課題内容:
下のページ本文のうち、「単なる「思いつき」や「経験則」を含む箇所から書き起こし、「得たインサイトが必要である。」まで来たら止めて、その部分を原文どおりに出力してもらえますか?

ページ本文:
概要
この本は「レバレッジ・リーディング」で紹介されていた本です。題名だけで面白そうなので購入して読んでみました。
ハードカバーで薄い本なのですが、中身は非常に濃い内容となっています。
戦略を立案するするために脳をどう活用すべきか?その答えがこの本には詰まっています。
重要なポイント
インサイトとは何か
「インサイト」とは、単なる直感や洞察を超えたもので、「勝てる戦略の構築に必要な頭の使い方、並びにその結果として得られるユニークな視座」を指す。これは、従来の戦略論にはないBCG独自の定義であり、成功するための「特別な視点」をもたらすものである。
単なる「思いつき」や「経験則」ではなく、深い分析と実践から得られる視点をインサイトと定義している点に、戦略立案の本質を感じました。新しい価値を生むために思考法そのものを体系化する姿勢が新鮮です。
戦略に必要なもの
戦略とは、理想の姿と現状のギャップを埋める「ユニークな道筋」であり、他社と異なる地位を築くことが鍵。戦略の教科書だけでは本当に「勝てる」戦略は得られず、実践を通じて得たインサイトが必要である。
競争優位を築くには、理論だけでなく実際の経験が重要という教訓は、ビジネスだけでなく人生全般にも通じるものがあります。
思考のスピードを上げる
インサイトは「スピード」と「レンズ」によって生み出される。右脳でパターン認識や仮説を構築し、左脳でその仮説を検証することで、仮説検証を高速で繰り返す。スピードを上げる公式として以下が挙げられる:
1. ユニークな戦略 = 定石 + インサイト
2. インサイト = スピード + レンズ
3. スピード = (パターン認識 + グラフ発想) × シャドウボクシング
右脳と左脳のコラボレーションを意識的に活用する発想がユニークで、思考力を鍛える実践的なアプローチとして興味深いです。個人の能力を超えた高速な仮説構築の仕組みは、現代のスピード感ある経営にぴったりです。

記録データ:
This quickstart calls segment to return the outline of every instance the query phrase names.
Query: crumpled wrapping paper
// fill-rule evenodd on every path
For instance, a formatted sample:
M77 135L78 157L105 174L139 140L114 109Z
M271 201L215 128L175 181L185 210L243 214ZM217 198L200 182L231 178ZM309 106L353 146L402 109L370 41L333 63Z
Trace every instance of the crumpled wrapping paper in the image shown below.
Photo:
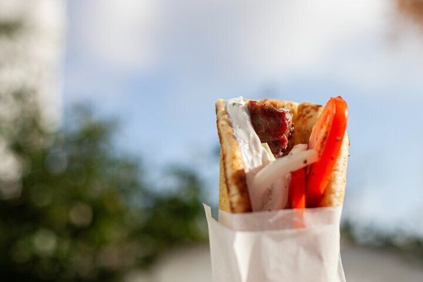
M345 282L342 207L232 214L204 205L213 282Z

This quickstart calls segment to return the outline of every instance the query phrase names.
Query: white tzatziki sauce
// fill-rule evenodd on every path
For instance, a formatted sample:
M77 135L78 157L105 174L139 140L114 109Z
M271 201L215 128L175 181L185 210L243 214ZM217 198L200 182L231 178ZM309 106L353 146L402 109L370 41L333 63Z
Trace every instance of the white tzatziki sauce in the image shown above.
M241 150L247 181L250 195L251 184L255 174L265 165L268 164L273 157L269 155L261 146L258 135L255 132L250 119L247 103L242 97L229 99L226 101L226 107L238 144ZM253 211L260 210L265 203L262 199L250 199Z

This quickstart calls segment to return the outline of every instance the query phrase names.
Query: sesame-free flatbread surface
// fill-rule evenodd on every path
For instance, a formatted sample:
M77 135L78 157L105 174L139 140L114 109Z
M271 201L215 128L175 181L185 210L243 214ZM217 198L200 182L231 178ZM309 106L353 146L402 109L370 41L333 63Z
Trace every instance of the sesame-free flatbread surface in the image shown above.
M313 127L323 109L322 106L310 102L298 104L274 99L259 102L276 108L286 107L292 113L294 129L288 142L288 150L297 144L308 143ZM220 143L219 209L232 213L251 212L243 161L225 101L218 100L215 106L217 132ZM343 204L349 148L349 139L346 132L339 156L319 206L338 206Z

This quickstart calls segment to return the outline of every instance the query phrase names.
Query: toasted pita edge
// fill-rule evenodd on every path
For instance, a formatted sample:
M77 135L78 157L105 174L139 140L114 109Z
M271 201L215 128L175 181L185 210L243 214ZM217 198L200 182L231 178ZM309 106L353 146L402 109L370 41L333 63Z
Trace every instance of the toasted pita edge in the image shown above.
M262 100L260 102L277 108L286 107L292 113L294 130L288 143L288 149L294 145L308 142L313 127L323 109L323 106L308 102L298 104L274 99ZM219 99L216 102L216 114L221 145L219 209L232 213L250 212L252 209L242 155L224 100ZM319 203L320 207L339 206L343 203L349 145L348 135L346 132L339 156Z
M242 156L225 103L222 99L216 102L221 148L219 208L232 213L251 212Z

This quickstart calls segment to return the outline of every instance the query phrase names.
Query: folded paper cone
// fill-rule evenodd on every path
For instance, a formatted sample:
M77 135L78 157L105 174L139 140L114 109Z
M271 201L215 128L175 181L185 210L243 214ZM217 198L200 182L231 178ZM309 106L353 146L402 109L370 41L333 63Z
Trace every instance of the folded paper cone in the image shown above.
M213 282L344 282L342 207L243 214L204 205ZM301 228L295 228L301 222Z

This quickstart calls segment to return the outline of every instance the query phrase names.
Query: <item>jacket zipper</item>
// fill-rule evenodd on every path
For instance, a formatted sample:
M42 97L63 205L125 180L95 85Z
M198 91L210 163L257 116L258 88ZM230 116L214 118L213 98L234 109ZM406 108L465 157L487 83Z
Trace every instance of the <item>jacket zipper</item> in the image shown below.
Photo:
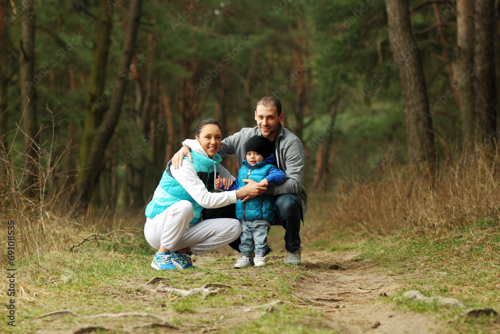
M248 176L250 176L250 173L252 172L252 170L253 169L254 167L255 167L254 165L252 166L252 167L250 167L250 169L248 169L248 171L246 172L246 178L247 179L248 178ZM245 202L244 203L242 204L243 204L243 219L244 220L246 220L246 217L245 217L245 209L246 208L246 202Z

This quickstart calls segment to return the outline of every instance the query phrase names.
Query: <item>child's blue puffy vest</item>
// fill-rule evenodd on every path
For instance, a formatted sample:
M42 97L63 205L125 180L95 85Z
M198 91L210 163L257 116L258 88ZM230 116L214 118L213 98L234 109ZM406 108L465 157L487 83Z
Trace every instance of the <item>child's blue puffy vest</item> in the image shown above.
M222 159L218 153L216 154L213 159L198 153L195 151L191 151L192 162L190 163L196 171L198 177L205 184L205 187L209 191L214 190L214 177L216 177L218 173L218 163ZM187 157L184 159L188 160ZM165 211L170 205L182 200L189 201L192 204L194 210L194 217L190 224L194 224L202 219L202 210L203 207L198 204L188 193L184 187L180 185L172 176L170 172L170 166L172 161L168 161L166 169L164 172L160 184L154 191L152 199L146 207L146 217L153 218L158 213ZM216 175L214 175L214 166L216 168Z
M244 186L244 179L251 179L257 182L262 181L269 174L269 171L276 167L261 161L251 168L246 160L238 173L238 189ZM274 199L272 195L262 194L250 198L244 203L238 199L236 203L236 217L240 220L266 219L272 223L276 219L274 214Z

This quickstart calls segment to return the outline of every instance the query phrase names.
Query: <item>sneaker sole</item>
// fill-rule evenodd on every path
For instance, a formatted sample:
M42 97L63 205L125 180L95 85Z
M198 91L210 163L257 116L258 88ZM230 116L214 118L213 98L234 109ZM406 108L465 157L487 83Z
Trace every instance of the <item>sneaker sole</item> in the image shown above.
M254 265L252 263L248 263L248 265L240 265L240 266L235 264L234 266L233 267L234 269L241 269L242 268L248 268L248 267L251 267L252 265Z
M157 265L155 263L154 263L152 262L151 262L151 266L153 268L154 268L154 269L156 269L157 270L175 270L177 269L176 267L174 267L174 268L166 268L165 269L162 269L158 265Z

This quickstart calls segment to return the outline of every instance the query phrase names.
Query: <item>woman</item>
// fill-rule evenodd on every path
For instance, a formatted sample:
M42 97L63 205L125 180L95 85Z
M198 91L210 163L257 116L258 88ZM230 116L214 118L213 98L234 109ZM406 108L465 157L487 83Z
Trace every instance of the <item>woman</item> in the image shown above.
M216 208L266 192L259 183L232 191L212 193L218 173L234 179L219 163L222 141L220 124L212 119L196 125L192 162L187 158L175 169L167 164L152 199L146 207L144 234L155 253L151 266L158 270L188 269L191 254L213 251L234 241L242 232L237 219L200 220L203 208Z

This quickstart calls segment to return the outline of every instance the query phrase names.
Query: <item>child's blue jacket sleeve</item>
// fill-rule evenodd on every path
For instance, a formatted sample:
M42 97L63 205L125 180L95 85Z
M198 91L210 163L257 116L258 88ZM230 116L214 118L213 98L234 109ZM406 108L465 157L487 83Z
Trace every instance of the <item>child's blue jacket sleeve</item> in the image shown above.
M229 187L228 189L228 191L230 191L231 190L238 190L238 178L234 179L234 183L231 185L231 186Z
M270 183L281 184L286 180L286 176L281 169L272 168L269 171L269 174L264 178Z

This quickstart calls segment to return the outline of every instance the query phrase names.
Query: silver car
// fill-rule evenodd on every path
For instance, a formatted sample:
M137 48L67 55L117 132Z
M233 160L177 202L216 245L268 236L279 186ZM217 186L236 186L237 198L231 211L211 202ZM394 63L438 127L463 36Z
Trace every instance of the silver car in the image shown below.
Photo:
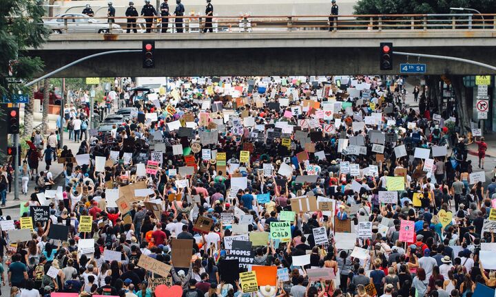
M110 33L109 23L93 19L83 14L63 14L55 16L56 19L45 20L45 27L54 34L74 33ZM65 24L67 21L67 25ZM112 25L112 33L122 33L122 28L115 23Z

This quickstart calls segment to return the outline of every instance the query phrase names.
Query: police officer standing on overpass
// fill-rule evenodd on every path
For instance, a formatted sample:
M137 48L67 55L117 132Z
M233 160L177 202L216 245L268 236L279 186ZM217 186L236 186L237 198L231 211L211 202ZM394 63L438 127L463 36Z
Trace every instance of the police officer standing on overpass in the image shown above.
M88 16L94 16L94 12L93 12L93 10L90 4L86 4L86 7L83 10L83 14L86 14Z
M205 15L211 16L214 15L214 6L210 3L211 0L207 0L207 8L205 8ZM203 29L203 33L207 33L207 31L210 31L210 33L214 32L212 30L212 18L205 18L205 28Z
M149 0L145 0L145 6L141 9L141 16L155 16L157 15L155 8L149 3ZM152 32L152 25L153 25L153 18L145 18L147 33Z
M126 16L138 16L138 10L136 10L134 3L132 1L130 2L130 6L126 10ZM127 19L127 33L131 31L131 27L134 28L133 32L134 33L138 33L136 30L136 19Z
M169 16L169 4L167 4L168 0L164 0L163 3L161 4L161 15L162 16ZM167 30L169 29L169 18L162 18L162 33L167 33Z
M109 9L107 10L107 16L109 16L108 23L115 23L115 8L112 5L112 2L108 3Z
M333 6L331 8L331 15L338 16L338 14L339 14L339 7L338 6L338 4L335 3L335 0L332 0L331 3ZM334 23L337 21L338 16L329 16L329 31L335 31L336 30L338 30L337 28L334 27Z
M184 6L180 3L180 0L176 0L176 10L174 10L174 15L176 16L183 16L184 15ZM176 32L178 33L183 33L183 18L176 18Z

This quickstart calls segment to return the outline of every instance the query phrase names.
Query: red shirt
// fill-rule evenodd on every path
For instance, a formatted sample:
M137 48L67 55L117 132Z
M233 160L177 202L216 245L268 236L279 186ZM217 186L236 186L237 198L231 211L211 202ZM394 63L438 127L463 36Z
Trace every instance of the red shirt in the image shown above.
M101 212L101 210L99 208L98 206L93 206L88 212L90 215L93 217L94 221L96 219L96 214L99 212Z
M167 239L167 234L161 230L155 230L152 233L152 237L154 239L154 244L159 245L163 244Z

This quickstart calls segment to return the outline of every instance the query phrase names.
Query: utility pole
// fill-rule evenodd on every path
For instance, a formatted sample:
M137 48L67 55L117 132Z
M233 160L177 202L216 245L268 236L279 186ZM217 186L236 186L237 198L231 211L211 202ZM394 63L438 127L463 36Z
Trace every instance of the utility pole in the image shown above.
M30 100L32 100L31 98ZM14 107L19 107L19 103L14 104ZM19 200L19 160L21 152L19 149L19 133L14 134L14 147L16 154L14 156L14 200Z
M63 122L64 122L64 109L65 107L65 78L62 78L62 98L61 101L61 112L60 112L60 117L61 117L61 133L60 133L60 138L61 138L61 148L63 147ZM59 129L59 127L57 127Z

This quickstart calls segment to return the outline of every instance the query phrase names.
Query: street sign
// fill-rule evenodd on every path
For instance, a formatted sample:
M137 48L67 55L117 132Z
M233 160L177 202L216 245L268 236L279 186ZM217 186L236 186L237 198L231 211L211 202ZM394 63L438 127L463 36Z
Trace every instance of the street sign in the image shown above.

解答例:
単なる「思いつき」や「経験則」ではなく、深い分析と実践から得られる視点をインサイトと定義している点に、戦略立案の本質を感じました。新しい価値を生むために思考法そのものを体系化する姿勢が新鮮です。
戦略に必要なもの
戦略とは、理想の姿と現状のギャップを埋める「ユニークな道筋」であり、他社と異なる地位を築くことが鍵。戦略の教科書だけでは本当に「勝てる」戦略は得られず、実践を通じて得たインサイトが必要である。